> _THE TASK_: An exact transcription of every entry is required. Images are not part of it.

> _EXERCISE DATA_:
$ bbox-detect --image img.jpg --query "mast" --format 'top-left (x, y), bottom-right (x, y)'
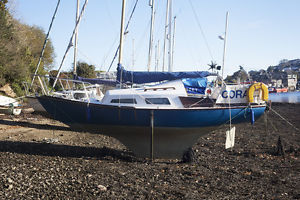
top-left (221, 11), bottom-right (229, 85)
top-left (167, 0), bottom-right (172, 72)
top-left (132, 39), bottom-right (135, 68)
top-left (52, 0), bottom-right (88, 89)
top-left (73, 0), bottom-right (80, 76)
top-left (118, 0), bottom-right (126, 65)
top-left (147, 0), bottom-right (155, 71)
top-left (155, 40), bottom-right (160, 71)
top-left (118, 0), bottom-right (126, 87)
top-left (162, 0), bottom-right (170, 72)
top-left (171, 16), bottom-right (176, 71)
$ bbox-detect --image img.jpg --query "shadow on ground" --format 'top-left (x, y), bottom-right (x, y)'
top-left (0, 119), bottom-right (72, 132)
top-left (0, 140), bottom-right (136, 162)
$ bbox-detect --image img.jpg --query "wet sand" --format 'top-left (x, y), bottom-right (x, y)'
top-left (0, 103), bottom-right (299, 199)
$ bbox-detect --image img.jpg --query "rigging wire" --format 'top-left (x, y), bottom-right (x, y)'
top-left (30, 0), bottom-right (61, 91)
top-left (188, 0), bottom-right (214, 62)
top-left (129, 19), bottom-right (152, 70)
top-left (77, 49), bottom-right (98, 68)
top-left (52, 0), bottom-right (89, 90)
top-left (107, 0), bottom-right (139, 72)
top-left (102, 0), bottom-right (137, 70)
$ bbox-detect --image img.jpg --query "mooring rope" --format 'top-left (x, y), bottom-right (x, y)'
top-left (267, 105), bottom-right (299, 132)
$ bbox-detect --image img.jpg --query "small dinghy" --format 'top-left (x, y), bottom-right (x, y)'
top-left (0, 95), bottom-right (22, 115)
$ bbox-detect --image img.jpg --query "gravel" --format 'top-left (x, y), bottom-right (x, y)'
top-left (0, 103), bottom-right (299, 199)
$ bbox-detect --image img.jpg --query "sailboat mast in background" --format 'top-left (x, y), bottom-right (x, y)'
top-left (155, 40), bottom-right (160, 71)
top-left (118, 0), bottom-right (126, 65)
top-left (118, 0), bottom-right (126, 87)
top-left (171, 16), bottom-right (176, 72)
top-left (162, 0), bottom-right (170, 72)
top-left (167, 0), bottom-right (172, 72)
top-left (221, 11), bottom-right (229, 84)
top-left (147, 0), bottom-right (155, 71)
top-left (73, 0), bottom-right (80, 76)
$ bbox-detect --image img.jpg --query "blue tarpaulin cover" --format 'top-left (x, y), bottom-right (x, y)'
top-left (182, 78), bottom-right (207, 94)
top-left (117, 65), bottom-right (212, 84)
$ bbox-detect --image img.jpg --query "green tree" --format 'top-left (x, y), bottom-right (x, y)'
top-left (76, 61), bottom-right (96, 78)
top-left (48, 70), bottom-right (73, 91)
top-left (0, 9), bottom-right (55, 96)
top-left (0, 0), bottom-right (8, 10)
top-left (0, 5), bottom-right (15, 87)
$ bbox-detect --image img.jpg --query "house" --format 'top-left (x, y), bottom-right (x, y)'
top-left (284, 72), bottom-right (297, 91)
top-left (96, 72), bottom-right (117, 80)
top-left (270, 79), bottom-right (283, 88)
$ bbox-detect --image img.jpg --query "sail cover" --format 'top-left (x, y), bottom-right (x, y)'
top-left (117, 65), bottom-right (212, 84)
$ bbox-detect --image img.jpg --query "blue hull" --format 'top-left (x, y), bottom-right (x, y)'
top-left (37, 96), bottom-right (266, 158)
top-left (38, 96), bottom-right (265, 128)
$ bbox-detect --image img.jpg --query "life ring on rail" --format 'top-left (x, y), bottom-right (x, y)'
top-left (247, 82), bottom-right (268, 103)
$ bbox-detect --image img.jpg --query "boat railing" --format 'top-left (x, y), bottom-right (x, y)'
top-left (26, 75), bottom-right (98, 101)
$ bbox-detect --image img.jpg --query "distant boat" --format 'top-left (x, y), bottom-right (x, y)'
top-left (268, 87), bottom-right (288, 93)
top-left (276, 87), bottom-right (288, 93)
top-left (0, 95), bottom-right (22, 115)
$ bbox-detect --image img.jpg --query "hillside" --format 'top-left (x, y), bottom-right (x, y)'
top-left (226, 59), bottom-right (300, 85)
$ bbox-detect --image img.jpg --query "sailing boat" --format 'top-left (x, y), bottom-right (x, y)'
top-left (37, 0), bottom-right (268, 159)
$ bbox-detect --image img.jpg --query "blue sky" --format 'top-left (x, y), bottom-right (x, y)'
top-left (11, 0), bottom-right (300, 76)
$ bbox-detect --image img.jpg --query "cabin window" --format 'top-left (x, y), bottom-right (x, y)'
top-left (74, 93), bottom-right (87, 99)
top-left (145, 98), bottom-right (170, 105)
top-left (110, 98), bottom-right (137, 104)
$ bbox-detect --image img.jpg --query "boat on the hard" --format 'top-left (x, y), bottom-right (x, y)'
top-left (36, 0), bottom-right (269, 159)
top-left (38, 67), bottom-right (268, 158)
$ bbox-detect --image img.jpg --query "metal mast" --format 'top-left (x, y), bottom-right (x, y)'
top-left (52, 0), bottom-right (88, 89)
top-left (132, 39), bottom-right (135, 68)
top-left (155, 40), bottom-right (160, 71)
top-left (73, 0), bottom-right (80, 76)
top-left (221, 12), bottom-right (229, 85)
top-left (167, 0), bottom-right (172, 72)
top-left (147, 0), bottom-right (155, 71)
top-left (118, 0), bottom-right (126, 65)
top-left (118, 0), bottom-right (126, 87)
top-left (171, 16), bottom-right (176, 71)
top-left (162, 0), bottom-right (170, 72)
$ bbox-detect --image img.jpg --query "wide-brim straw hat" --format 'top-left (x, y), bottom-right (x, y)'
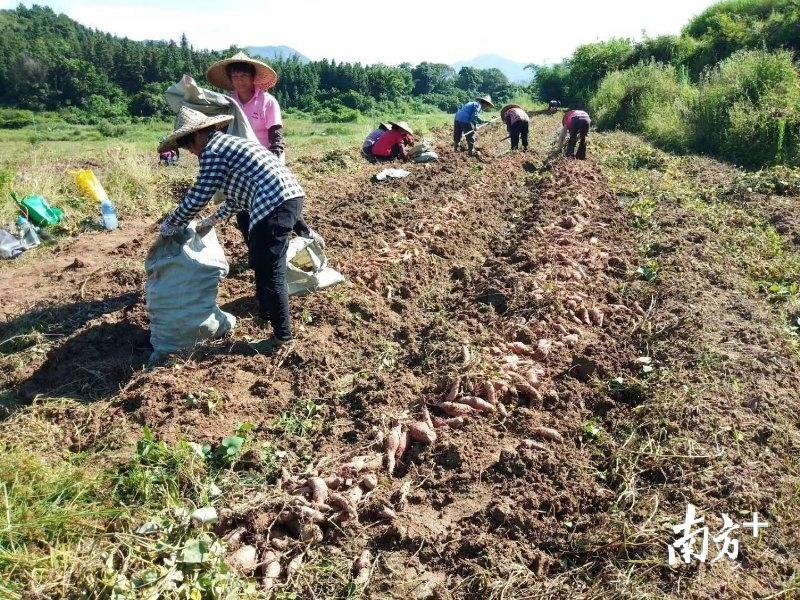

> _SOLUTION_:
$ bbox-detect --image img.jpg --query "mast" --format 'top-left (x, y), bottom-right (x, y)'
top-left (221, 11), bottom-right (229, 85)
top-left (167, 0), bottom-right (172, 72)
top-left (132, 39), bottom-right (135, 68)
top-left (52, 0), bottom-right (88, 89)
top-left (73, 0), bottom-right (80, 76)
top-left (118, 0), bottom-right (126, 65)
top-left (147, 0), bottom-right (155, 71)
top-left (155, 40), bottom-right (160, 71)
top-left (118, 0), bottom-right (126, 87)
top-left (162, 0), bottom-right (170, 72)
top-left (171, 16), bottom-right (176, 71)
$ bbox-detect --image img.jpg --query "shadow on ground" --format 'top-left (x, y), bottom-right (x, y)'
top-left (0, 119), bottom-right (72, 132)
top-left (0, 140), bottom-right (136, 162)
$ bbox-detect --image img.jpg --query "wet sand" --format 'top-left (x, y), bottom-right (x, y)'
top-left (0, 103), bottom-right (299, 199)
$ bbox-detect --image img.jpg --query "rigging wire" --format 'top-left (x, y), bottom-right (x, y)'
top-left (30, 0), bottom-right (61, 91)
top-left (188, 0), bottom-right (214, 62)
top-left (129, 19), bottom-right (152, 70)
top-left (77, 49), bottom-right (98, 68)
top-left (52, 0), bottom-right (89, 90)
top-left (107, 0), bottom-right (139, 72)
top-left (102, 0), bottom-right (137, 70)
$ bbox-detect --image img.jpg --query "mooring rope" --format 'top-left (x, y), bottom-right (x, y)'
top-left (267, 105), bottom-right (299, 132)
$ bbox-detect --image img.jpg --query "small dinghy" --format 'top-left (x, y), bottom-right (x, y)'
top-left (0, 95), bottom-right (22, 115)
$ bbox-detect --image img.jpg --query "gravel" --format 'top-left (x, y), bottom-right (x, y)'
top-left (0, 103), bottom-right (299, 199)
$ bbox-detect --image img.jpg --query "sailboat mast in background" --format 'top-left (x, y), bottom-right (x, y)'
top-left (155, 40), bottom-right (160, 71)
top-left (118, 0), bottom-right (126, 65)
top-left (118, 0), bottom-right (126, 87)
top-left (171, 16), bottom-right (176, 72)
top-left (162, 0), bottom-right (170, 72)
top-left (167, 0), bottom-right (172, 72)
top-left (221, 11), bottom-right (229, 84)
top-left (147, 0), bottom-right (155, 71)
top-left (73, 0), bottom-right (80, 76)
$ bbox-detect --image img.jpg --query "blue tarpaulin cover" --format 'top-left (x, y), bottom-right (x, y)'
top-left (182, 78), bottom-right (207, 94)
top-left (117, 65), bottom-right (212, 84)
$ bbox-detect --image img.jpg --query "green tree" --format 'top-left (x, y), bottom-right (x, y)'
top-left (76, 61), bottom-right (96, 78)
top-left (48, 70), bottom-right (73, 91)
top-left (0, 9), bottom-right (55, 96)
top-left (0, 0), bottom-right (8, 10)
top-left (0, 5), bottom-right (15, 87)
$ bbox-detect --image img.jpg --query "house" --format 'top-left (x, y), bottom-right (x, y)'
top-left (284, 72), bottom-right (297, 91)
top-left (96, 72), bottom-right (117, 80)
top-left (270, 79), bottom-right (283, 88)
$ bbox-detect --image img.jpg --query "sail cover" --format 'top-left (x, y), bottom-right (x, y)'
top-left (117, 65), bottom-right (212, 84)
$ bbox-detect --image img.jpg --query "blue hull" --format 'top-left (x, y), bottom-right (x, y)'
top-left (37, 96), bottom-right (266, 158)
top-left (38, 96), bottom-right (265, 128)
$ bbox-detect --image img.jpg --query "life ring on rail" --format 'top-left (x, y), bottom-right (x, y)'
top-left (247, 82), bottom-right (268, 103)
$ bbox-detect --image img.jpg --query "boat railing" --format 'top-left (x, y), bottom-right (x, y)'
top-left (26, 75), bottom-right (98, 101)
$ bbox-detect --image img.jpg --query "distant boat" --format 'top-left (x, y), bottom-right (x, y)'
top-left (268, 87), bottom-right (288, 93)
top-left (276, 87), bottom-right (288, 93)
top-left (0, 95), bottom-right (22, 115)
$ bbox-detect --image img.jpg --query "hillside" --format 'top-left (x, y), bottom-right (x, y)'
top-left (226, 59), bottom-right (300, 85)
$ bbox-detect --image img.jpg --query "sailing boat" --format 'top-left (x, y), bottom-right (x, y)'
top-left (37, 0), bottom-right (268, 159)
$ bbox-detect --image img.jpg --query "blue sky" --format 'top-left (x, y), bottom-right (x, y)'
top-left (11, 0), bottom-right (300, 76)
$ bbox-detect --image img.jpg --query "cabin window" --format 'top-left (x, y), bottom-right (x, y)'
top-left (74, 93), bottom-right (87, 99)
top-left (145, 98), bottom-right (170, 105)
top-left (110, 98), bottom-right (137, 104)
$ bbox-detect --image img.jpg --query "boat on the hard" --format 'top-left (x, y), bottom-right (x, y)'
top-left (36, 0), bottom-right (269, 159)
top-left (38, 67), bottom-right (268, 158)
$ bbox-detect --image img.jpg --query "metal mast" --format 'top-left (x, y), bottom-right (x, y)'
top-left (52, 0), bottom-right (88, 89)
top-left (132, 39), bottom-right (135, 68)
top-left (155, 40), bottom-right (160, 71)
top-left (73, 0), bottom-right (80, 76)
top-left (221, 12), bottom-right (229, 85)
top-left (167, 0), bottom-right (172, 72)
top-left (147, 0), bottom-right (155, 71)
top-left (118, 0), bottom-right (126, 65)
top-left (118, 0), bottom-right (126, 87)
top-left (171, 16), bottom-right (176, 71)
top-left (162, 0), bottom-right (170, 72)
$ bbox-detect --image img.jpg --query "wide-brim straw hat" --format 'top-left (x, y), bottom-right (x, y)'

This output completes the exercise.